- DO THIS -
Count the lines of the data below that contain the string "shallow", treating uppercase and lowercase as different, and reply with only that number.

- THE DATA -
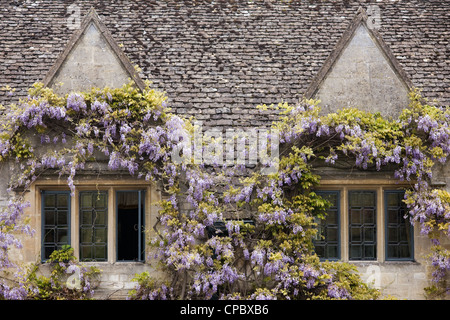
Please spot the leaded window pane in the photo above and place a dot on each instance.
(55, 221)
(362, 225)
(93, 225)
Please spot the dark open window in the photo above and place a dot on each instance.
(130, 226)
(399, 231)
(55, 221)
(93, 225)
(328, 237)
(362, 225)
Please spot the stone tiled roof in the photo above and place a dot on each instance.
(218, 59)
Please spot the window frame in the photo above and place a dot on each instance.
(69, 219)
(339, 229)
(80, 225)
(386, 235)
(109, 185)
(141, 223)
(362, 227)
(379, 186)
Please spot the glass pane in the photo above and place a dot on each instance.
(100, 252)
(86, 200)
(49, 217)
(100, 235)
(62, 218)
(333, 251)
(100, 200)
(404, 251)
(392, 216)
(332, 217)
(355, 235)
(355, 216)
(48, 249)
(49, 235)
(392, 234)
(332, 234)
(320, 250)
(86, 217)
(369, 252)
(399, 229)
(63, 201)
(86, 235)
(100, 218)
(85, 252)
(369, 216)
(93, 214)
(49, 200)
(369, 234)
(62, 236)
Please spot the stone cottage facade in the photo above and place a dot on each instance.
(218, 60)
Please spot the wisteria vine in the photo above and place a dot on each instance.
(224, 232)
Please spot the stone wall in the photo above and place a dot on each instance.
(363, 78)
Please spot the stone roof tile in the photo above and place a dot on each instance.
(230, 55)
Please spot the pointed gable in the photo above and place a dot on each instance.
(91, 59)
(361, 72)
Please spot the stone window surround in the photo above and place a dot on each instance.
(111, 186)
(379, 186)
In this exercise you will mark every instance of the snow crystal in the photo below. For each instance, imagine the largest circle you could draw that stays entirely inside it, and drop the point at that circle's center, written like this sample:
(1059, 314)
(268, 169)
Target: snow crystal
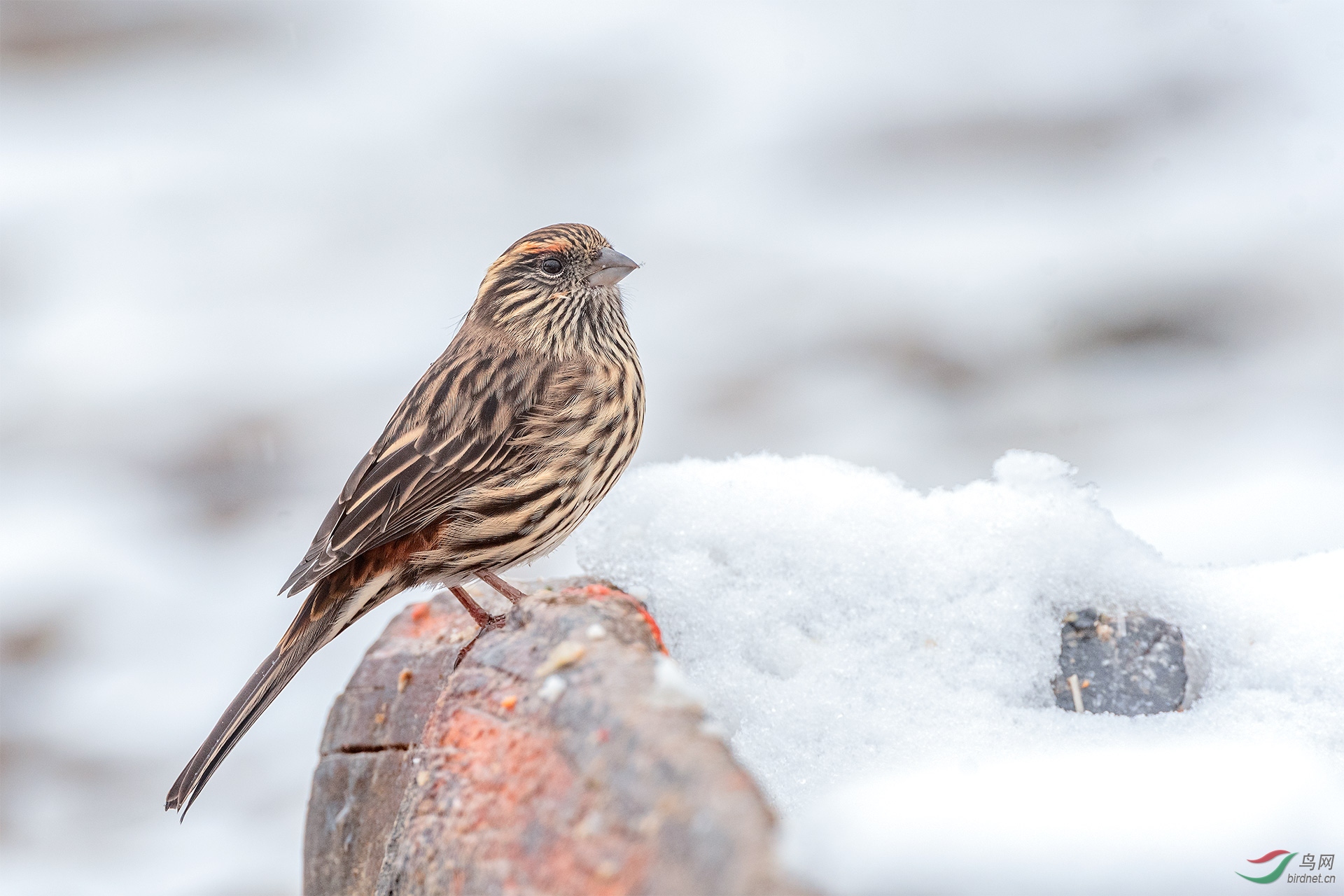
(881, 660)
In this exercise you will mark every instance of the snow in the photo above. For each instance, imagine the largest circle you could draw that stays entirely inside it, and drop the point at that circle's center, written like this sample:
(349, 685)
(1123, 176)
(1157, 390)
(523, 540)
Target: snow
(906, 235)
(881, 660)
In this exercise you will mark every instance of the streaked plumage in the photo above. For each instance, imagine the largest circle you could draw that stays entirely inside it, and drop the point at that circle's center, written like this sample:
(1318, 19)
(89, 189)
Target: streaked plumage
(505, 444)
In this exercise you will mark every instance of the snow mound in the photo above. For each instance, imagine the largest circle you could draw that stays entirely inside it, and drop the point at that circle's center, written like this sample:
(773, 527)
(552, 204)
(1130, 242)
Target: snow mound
(881, 659)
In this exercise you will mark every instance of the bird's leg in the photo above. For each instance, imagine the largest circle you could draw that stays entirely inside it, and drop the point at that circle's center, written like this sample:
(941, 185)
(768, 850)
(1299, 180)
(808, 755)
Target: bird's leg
(499, 584)
(484, 620)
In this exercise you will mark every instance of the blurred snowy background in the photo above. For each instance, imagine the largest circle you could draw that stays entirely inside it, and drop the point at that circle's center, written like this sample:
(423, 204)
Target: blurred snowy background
(906, 235)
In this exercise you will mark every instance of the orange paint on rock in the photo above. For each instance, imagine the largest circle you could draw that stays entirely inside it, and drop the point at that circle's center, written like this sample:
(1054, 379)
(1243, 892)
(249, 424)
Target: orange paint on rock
(603, 593)
(510, 780)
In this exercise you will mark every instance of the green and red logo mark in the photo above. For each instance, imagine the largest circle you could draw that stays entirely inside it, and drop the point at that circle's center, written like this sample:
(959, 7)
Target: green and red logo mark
(1275, 875)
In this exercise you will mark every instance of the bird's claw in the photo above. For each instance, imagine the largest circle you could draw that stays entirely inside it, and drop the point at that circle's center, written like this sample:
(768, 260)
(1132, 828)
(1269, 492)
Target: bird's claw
(488, 624)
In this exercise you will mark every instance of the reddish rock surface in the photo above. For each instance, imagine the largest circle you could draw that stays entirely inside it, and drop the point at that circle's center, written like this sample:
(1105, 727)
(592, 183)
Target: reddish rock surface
(562, 757)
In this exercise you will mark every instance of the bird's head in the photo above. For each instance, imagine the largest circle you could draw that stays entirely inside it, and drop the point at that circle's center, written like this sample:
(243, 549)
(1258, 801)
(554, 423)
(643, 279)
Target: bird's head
(555, 289)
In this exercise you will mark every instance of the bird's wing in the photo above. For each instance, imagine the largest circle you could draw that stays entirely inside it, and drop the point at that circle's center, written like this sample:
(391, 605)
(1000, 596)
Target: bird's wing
(458, 425)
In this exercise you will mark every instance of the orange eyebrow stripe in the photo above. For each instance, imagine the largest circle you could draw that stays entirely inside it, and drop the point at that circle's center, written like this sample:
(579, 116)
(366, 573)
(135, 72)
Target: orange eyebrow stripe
(534, 248)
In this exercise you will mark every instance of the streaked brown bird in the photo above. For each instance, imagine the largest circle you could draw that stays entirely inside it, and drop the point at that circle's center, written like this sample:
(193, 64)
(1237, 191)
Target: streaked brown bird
(505, 444)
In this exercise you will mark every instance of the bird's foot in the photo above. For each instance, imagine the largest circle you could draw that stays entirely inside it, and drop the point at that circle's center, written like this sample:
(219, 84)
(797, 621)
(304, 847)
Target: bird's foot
(499, 584)
(484, 620)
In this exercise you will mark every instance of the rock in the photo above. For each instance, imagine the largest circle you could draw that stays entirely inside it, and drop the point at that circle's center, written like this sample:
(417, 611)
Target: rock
(1130, 666)
(550, 762)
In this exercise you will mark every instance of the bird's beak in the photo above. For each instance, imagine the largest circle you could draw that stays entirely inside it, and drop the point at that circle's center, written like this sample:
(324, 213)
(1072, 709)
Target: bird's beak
(609, 267)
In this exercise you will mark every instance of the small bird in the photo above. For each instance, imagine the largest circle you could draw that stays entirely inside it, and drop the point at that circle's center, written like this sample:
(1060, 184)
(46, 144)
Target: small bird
(505, 444)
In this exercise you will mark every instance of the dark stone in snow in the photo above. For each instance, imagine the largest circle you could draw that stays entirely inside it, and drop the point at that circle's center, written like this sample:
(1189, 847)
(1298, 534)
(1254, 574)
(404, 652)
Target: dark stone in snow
(1130, 666)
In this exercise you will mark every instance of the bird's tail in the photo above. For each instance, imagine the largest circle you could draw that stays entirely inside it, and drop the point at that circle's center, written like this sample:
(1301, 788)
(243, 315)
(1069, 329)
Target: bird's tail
(321, 618)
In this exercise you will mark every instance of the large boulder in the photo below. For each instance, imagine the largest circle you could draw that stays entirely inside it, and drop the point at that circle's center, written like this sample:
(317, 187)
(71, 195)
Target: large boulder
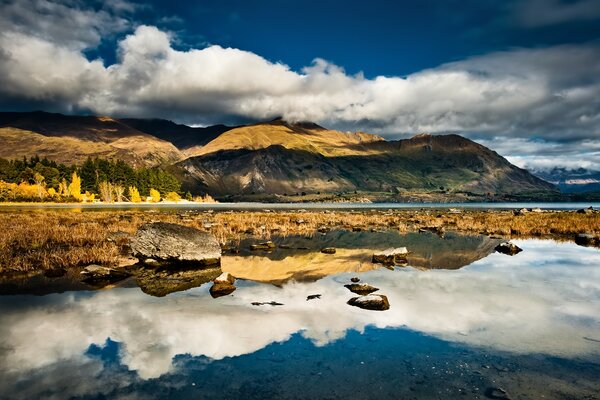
(376, 302)
(168, 243)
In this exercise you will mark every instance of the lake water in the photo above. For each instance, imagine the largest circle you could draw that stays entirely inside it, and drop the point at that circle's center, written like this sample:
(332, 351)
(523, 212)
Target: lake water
(295, 206)
(464, 322)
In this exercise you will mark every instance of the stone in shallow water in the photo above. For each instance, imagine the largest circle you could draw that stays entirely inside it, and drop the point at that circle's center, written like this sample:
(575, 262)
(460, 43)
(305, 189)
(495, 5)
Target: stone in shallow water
(222, 285)
(586, 239)
(508, 248)
(175, 244)
(361, 289)
(265, 246)
(391, 256)
(375, 302)
(99, 275)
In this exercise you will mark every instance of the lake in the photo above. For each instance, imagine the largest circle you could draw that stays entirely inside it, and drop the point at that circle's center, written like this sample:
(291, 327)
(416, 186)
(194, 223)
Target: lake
(464, 322)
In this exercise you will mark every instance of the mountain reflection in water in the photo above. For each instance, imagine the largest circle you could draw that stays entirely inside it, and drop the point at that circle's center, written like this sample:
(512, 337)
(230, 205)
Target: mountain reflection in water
(527, 310)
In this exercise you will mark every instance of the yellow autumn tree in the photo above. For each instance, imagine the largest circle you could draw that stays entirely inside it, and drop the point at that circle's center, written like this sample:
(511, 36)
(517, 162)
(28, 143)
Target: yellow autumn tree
(134, 195)
(155, 195)
(75, 187)
(173, 196)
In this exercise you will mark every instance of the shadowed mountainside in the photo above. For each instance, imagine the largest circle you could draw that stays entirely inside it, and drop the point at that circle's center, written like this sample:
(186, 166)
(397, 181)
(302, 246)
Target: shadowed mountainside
(72, 139)
(281, 158)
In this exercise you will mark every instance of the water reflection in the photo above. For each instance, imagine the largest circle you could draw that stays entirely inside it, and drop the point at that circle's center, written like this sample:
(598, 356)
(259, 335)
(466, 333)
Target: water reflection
(546, 300)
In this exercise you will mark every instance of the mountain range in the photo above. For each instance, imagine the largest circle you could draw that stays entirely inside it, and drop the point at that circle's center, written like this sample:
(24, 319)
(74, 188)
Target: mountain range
(279, 160)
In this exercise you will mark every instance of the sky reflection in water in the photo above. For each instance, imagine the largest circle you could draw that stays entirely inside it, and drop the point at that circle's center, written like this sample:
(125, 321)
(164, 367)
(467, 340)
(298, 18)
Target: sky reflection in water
(546, 301)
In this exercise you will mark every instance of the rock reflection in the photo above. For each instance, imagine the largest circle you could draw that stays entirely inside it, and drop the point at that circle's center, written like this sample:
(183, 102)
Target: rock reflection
(545, 300)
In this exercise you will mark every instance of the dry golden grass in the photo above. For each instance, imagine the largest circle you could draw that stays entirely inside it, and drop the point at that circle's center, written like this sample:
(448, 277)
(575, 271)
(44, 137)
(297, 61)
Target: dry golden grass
(51, 239)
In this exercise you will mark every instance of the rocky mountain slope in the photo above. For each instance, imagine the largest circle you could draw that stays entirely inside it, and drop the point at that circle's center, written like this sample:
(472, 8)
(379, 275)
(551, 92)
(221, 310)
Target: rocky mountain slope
(281, 158)
(278, 159)
(71, 139)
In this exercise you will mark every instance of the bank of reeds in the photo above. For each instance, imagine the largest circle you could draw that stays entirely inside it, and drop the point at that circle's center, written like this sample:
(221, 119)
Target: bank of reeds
(43, 240)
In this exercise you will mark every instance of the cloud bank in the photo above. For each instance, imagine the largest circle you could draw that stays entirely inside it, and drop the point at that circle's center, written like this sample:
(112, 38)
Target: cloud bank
(551, 93)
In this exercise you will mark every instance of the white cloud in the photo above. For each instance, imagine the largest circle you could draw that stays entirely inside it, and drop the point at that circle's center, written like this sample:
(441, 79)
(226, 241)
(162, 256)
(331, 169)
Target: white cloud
(551, 93)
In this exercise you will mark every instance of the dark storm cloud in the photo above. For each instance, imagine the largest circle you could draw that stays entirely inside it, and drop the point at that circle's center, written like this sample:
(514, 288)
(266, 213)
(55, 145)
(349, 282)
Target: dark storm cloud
(550, 92)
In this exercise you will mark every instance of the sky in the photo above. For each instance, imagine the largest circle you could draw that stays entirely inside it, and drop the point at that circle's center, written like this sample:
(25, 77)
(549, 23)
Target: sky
(519, 76)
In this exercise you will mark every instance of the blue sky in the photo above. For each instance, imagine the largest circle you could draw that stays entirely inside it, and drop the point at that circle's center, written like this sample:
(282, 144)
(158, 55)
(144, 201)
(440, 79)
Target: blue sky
(520, 76)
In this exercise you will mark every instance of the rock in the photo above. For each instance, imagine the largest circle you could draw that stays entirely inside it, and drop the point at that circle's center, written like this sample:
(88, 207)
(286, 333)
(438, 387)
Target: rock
(222, 285)
(508, 248)
(376, 302)
(391, 256)
(496, 393)
(176, 244)
(265, 246)
(361, 288)
(267, 303)
(99, 275)
(438, 230)
(589, 210)
(219, 289)
(55, 272)
(225, 277)
(586, 239)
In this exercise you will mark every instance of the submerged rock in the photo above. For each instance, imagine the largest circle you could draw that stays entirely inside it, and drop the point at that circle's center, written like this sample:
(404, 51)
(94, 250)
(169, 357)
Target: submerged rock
(266, 246)
(99, 275)
(586, 239)
(376, 302)
(508, 248)
(222, 285)
(361, 289)
(168, 243)
(391, 256)
(159, 282)
(267, 303)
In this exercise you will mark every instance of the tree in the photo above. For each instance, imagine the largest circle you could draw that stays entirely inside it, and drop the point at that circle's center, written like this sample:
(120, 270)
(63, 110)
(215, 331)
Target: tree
(155, 194)
(173, 196)
(134, 195)
(39, 183)
(119, 193)
(75, 187)
(106, 191)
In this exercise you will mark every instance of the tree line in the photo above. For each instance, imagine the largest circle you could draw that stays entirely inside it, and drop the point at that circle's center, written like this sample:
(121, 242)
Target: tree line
(36, 179)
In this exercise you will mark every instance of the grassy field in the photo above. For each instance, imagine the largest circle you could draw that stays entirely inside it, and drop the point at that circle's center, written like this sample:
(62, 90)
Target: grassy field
(41, 240)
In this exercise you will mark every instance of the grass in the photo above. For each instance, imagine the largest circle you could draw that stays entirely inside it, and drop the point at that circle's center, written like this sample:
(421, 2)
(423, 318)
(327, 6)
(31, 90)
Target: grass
(41, 240)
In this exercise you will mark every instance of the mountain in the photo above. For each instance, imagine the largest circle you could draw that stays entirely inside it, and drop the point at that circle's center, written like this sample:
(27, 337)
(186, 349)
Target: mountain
(185, 138)
(280, 158)
(578, 180)
(71, 139)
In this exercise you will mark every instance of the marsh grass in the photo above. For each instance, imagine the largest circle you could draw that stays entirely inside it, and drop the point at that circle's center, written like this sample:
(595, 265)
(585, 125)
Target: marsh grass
(43, 240)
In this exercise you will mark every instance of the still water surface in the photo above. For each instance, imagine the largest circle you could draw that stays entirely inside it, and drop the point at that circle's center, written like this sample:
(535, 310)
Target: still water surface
(464, 322)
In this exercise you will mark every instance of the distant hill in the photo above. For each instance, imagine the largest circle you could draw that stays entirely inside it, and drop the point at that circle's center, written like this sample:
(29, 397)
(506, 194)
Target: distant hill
(276, 159)
(184, 137)
(71, 139)
(283, 158)
(579, 180)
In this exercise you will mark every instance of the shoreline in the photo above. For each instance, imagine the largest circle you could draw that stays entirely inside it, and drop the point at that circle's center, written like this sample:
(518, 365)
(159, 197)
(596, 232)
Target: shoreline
(53, 238)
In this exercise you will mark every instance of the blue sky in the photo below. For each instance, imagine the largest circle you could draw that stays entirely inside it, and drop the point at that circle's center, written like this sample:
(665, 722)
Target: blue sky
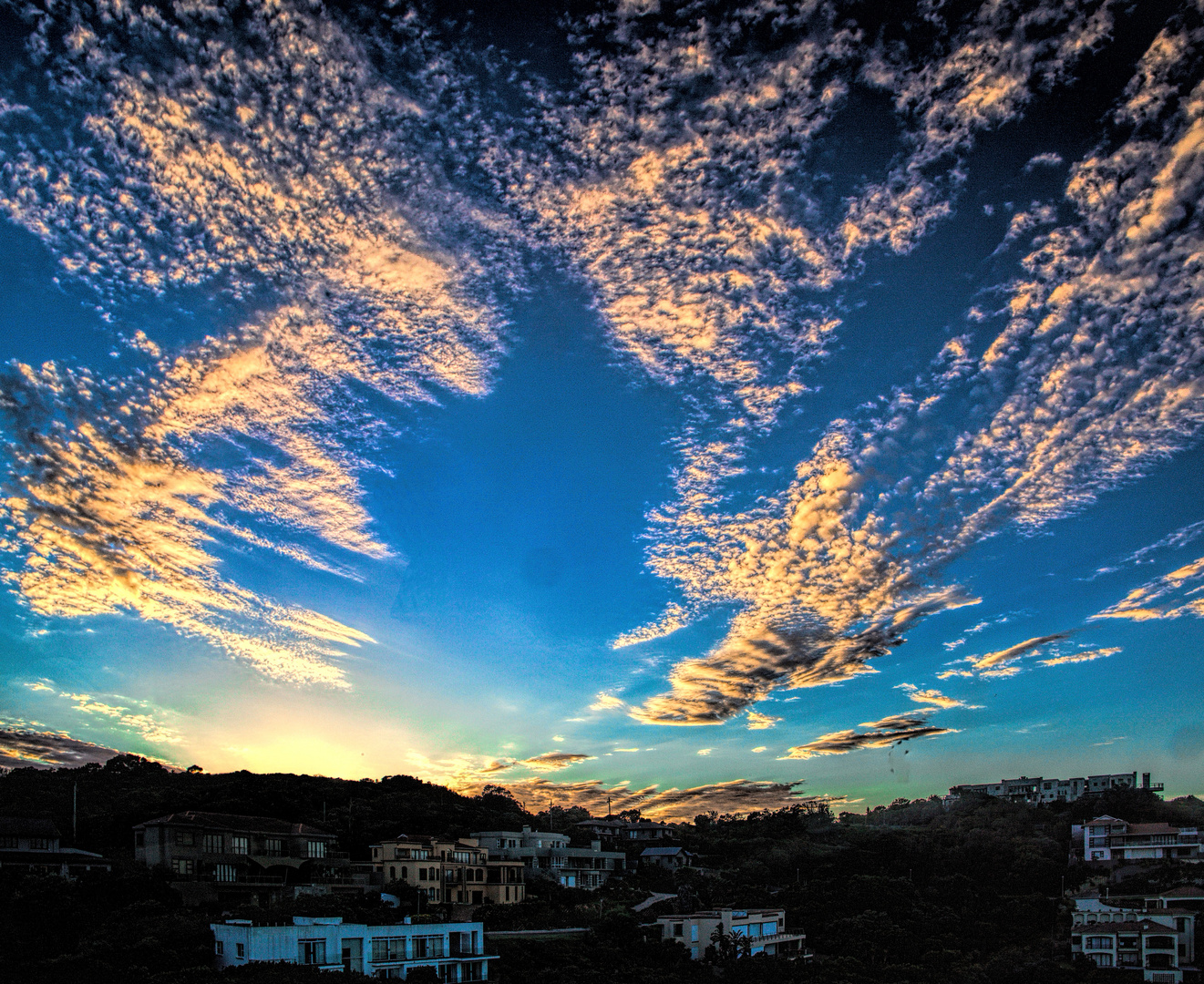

- PROBLEM SOLUTION -
2